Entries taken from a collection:
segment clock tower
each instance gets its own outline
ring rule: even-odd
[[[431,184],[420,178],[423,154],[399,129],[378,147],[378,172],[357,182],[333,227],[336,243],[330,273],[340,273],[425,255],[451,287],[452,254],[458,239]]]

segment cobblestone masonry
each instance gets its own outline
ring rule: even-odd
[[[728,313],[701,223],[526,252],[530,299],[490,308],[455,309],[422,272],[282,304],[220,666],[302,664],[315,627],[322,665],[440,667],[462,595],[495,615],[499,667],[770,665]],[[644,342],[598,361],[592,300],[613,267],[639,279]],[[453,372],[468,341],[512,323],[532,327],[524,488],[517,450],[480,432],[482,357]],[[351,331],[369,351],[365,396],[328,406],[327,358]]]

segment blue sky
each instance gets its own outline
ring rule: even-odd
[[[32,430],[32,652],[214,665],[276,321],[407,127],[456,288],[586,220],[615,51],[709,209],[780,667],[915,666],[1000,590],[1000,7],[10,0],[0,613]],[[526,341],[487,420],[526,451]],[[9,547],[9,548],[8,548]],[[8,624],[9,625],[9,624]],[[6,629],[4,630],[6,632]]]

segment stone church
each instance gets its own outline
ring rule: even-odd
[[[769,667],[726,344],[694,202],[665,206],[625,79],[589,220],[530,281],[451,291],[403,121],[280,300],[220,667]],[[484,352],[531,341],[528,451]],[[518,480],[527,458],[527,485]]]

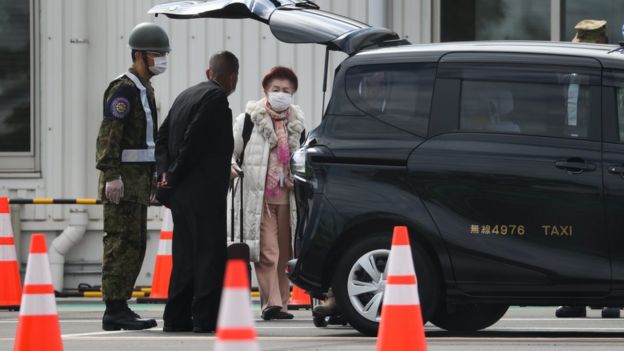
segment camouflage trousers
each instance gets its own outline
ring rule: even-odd
[[[147,243],[147,206],[133,202],[104,205],[104,301],[128,300],[139,276]]]

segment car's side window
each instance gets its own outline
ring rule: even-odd
[[[517,80],[500,72],[483,80],[462,80],[459,129],[588,138],[596,101],[592,94],[597,91],[590,79],[575,72],[536,73],[526,72]]]
[[[366,65],[349,69],[347,96],[363,113],[427,135],[434,64]]]

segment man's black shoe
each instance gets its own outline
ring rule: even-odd
[[[262,310],[262,319],[269,321],[275,319],[275,316],[282,310],[280,306],[269,306]]]
[[[587,317],[585,306],[561,306],[555,311],[557,318],[583,318]]]
[[[157,325],[154,319],[138,319],[126,310],[125,301],[106,301],[106,311],[102,317],[102,329],[110,330],[143,330]]]
[[[210,327],[199,327],[199,326],[195,326],[193,327],[193,333],[214,333],[215,328],[210,328]]]
[[[193,325],[167,325],[163,327],[163,331],[165,333],[181,333],[181,332],[192,332]]]

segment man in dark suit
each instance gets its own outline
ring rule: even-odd
[[[207,81],[183,91],[158,131],[157,198],[171,208],[173,269],[165,332],[213,332],[227,256],[226,197],[234,140],[227,97],[238,82],[238,59],[210,58]]]

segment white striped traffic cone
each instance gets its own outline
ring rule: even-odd
[[[158,241],[158,253],[154,264],[154,279],[152,279],[152,290],[149,300],[152,302],[166,302],[169,296],[169,279],[171,278],[171,268],[173,258],[171,257],[171,242],[173,240],[173,218],[171,210],[164,208],[163,223],[160,229],[160,240]]]
[[[62,351],[45,235],[33,234],[14,351]]]
[[[427,350],[407,227],[394,227],[377,335],[377,351],[390,350]]]
[[[0,197],[0,308],[17,310],[22,299],[9,199]]]
[[[251,313],[247,263],[228,260],[219,318],[216,351],[259,351],[256,327]]]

WHAT YOU ARE ASKED TO DO -> Write out the data exactly, and exclude every picture it holds.

EXERCISE OUTPUT ->
segment clock tower
each instance gets its own outline
ring rule: even-odd
[[[431,184],[420,178],[423,154],[399,129],[378,147],[378,172],[357,182],[333,227],[336,243],[330,273],[340,273],[425,255],[451,287],[452,254],[458,239]]]

segment cobblestone masonry
each instance gets its own outline
ring rule: even-odd
[[[728,313],[701,223],[526,252],[530,299],[490,308],[455,309],[422,272],[282,304],[220,666],[302,664],[315,627],[322,665],[440,667],[462,595],[495,615],[499,667],[770,665]],[[644,342],[598,361],[592,300],[613,267],[639,279]],[[453,372],[468,341],[512,323],[532,327],[524,488],[517,450],[480,432],[482,357]],[[351,331],[369,351],[365,396],[328,406],[327,358]]]

segment blue sky
each instance gets its own outline
ring rule: even-odd
[[[32,430],[32,652],[214,665],[276,321],[407,127],[456,288],[586,220],[615,51],[709,209],[780,667],[915,666],[1000,590],[1000,7],[10,0],[0,613]],[[526,341],[487,420],[526,451]],[[9,547],[9,548],[8,548]],[[8,624],[9,625],[9,624]],[[6,629],[4,630],[6,632]]]

segment stone church
each instance gets its own outline
ring rule: even-odd
[[[769,667],[726,344],[694,202],[665,206],[625,79],[589,220],[530,281],[451,291],[403,121],[280,300],[220,667]],[[484,352],[531,341],[528,451]],[[518,480],[527,458],[527,485]]]

segment camouflage trousers
each instance gets its own outline
ring rule: even-odd
[[[147,243],[147,206],[133,202],[104,205],[104,301],[128,300],[139,276]]]

segment car's side window
each instance gets its own outline
ring rule: even-odd
[[[517,80],[500,72],[483,80],[462,80],[459,129],[588,138],[596,101],[592,94],[597,91],[590,79],[575,72],[536,73],[526,72]]]
[[[366,65],[349,69],[347,96],[363,113],[427,135],[434,64]]]

segment man's black shoe
each instance gets its own outline
ring rule: even-odd
[[[262,310],[262,319],[269,321],[275,319],[275,316],[282,310],[280,306],[269,306]]]
[[[587,317],[585,306],[561,306],[555,311],[557,318],[583,318]]]
[[[157,325],[154,319],[138,319],[126,310],[125,301],[106,301],[106,311],[102,317],[102,329],[110,330],[143,330]]]
[[[210,327],[199,327],[199,326],[195,326],[193,327],[193,333],[214,333],[215,328],[210,328]]]
[[[193,325],[167,325],[163,327],[163,331],[165,333],[181,333],[181,332],[192,332]]]

segment man in dark suit
each instance gets its own outline
ring rule: even-odd
[[[207,81],[183,91],[158,131],[157,198],[171,208],[173,269],[165,332],[213,332],[227,256],[226,197],[234,140],[227,97],[238,82],[238,59],[210,58]]]

segment white striped traffic cone
each instance gets its own outline
ring rule: even-odd
[[[158,241],[158,253],[154,264],[154,279],[152,279],[152,290],[149,300],[152,302],[166,302],[169,296],[169,279],[171,278],[171,268],[173,258],[171,257],[171,242],[173,240],[173,218],[171,210],[164,208],[163,223],[160,229],[160,240]]]
[[[62,351],[45,235],[33,234],[14,351]]]
[[[427,350],[407,227],[394,227],[377,335],[377,351],[390,350]]]
[[[0,197],[0,308],[17,310],[22,299],[9,199]]]
[[[251,313],[247,263],[228,260],[219,318],[216,351],[259,351],[256,327]]]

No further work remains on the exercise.